▶ Direction A
Translate this sentence from the Pthreads tutorial into Spanish: "A thread is the smallest execution unit that the OS scheduler can schedule on a processing unit."
▶ Direction B
Write the next part of the Pthreads tutorial, picking up after its final sentence.

EECS 570: Pthreads Tutorial

Developed by Tanvir Ahmed Khan (takh@umich.edu) , Jan 2019.

An introductory tutorial on parallel programming using Pthreads.

Step 0: Let's start with the following sequential baseline:
[source]

Matrix Multiplication !

Compile and run:

$ gcc serial.cpp -o serial
$ time ./serial

real   0m4.306s
user   0m4.288s
sys    0m0.016s

Step 1: We want to accelerate this program.
Following Amdahl’s law- we should parallelize part(s) of the program that take a long time. So, let's profile the runtime.
[source]

Compile and run:

$ gcc serial.cpp -o serial
$ time ./serial
Initialization time: 13155
Multiplication time: 4308665
Print time: 56714

real   0m4.381s
user   0m4.372s
sys    0m0.008s

The actual multiplication operations takes ~98% of the whole execution time. So, we should parallelize multiply(). We will use Pthreads (POSIX Threads) library for this.

Step 2: Pthreads Basics: more details
A thread is the smallest execution unit that the OS scheduler can schedule on a processing unit. Threads within the same process share the same address space.

Create a new thread using pthread_create.
The main thread then waits for termination of the created thread using pthread_join.

Let's add a thread to our program.
[source]

Note: We modified multiply() to match the expected prototype of pthread_create call. Also, output is now written into a separate file to check the correctness of result.

Let's run our first multithreaded program.

$ gcc parallel.cpp -o parallel -pthread
$ time ./parallel

real   0m4.264s
user   0m4.244s
sys    0m0.012s

$ diff parallel.txt serial.txt | wc -l
0

No speedup ? We just did all computation in a single thread while main thread was waiting for it to finish.
At least, our results match.

Step 3: Distribute workload
We need several threads partitioning the work among them.
[source]

We used 10 threads. The range of k in multiply() that each thread operates on is distributed uniformly among the threads. To specify this range, we created a new structure- thread_args. On the main thread, we initialized thread_args for each thread accordingly.
Note that we called pthread_join in a separate loop once all threads were created. Why?

(Records of labeled points)

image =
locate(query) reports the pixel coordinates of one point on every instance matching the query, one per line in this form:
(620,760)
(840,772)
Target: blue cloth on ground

▶ Written answer A
Un hilo es la unidad de ejecución más pequeña que el planificador del sistema operativo puede programar en una unidad de procesamiento.

▶ Written answer B
for(int i = 0; i < NUM_THREADS; i++) {
    pthread_create(&child_threads[i], NULL, multiply, &work_ranges[i]);
    pthread_join(child_threads[i], NULL);
}

Calling pthread_join just after pthread_create will cause the main thread to wait before creating the next thread. We don't want that.

Let's run:

$ gcc parallel.cpp -o parallel -pthread
$ time ./parallel

real	0m0.875s
user	0m5.728s
sys	0m0.000s

Yaay! ~5x speedup. Let's check the output.

$ diff parallel.txt serial.txt | wc -l
3400

Aahh! We broke the correctness of the program. What went wrong?
Let’s look into the parallel multiply operation.

for(int i = 0; i < DIM; i++) {
    for(int j = 0; j < DIM; j++) {
        for(int k = range->start; k < range->end; k++) {
            matrix_c[i][j] += matrix_a[i][k] * matrix_b[k][j];
        }
    }
}

All threads are adding to all the matrix_c[i][j] locations. Can two threads write to the same matrix_c[i][j] at the same time? Data races!
We must ensure correctness by using synchronization primitives like lock, mutex, and semaphore.

Step 4: Synchronize: pthread_mutex_lock, pthread_mutex_unlock
[source]

Let's run:

$ gcc parallel.cpp -o parallel -pthread
$ time ./parallel

real	1m33.011s
user	2m25.812s
sys	9m18.500s

$ diff parallel.txt serial.txt | wc -l
0

Even slower than sequential baseline! Why?
At least, results are correct.

Step 5: Eliminate Lock Contention: We were basically doing all the work sequentially. And, adding the overhead of locking and unlocking one global lock variable.
Each thread should perform local addition parallely, then synchronize final updates. Let's fix this!
[source]

Let's run:

$ gcc parallel.cpp -o parallel -pthread
$ time ./parallel

real	0m1.541s
user	0m6.708s
sys	0m4.628s

$ diff parallel.txt serial.txt | wc -l
0

Phew! We have ~2.8x speedup and correctness.

More Pthreads resources:

Native Execution on Intel Xeon Phi

Compile using Intel's icc compiler, with -mmic flag to generate code for the MIC co-processor target.
Then offload using micnativeloadex command.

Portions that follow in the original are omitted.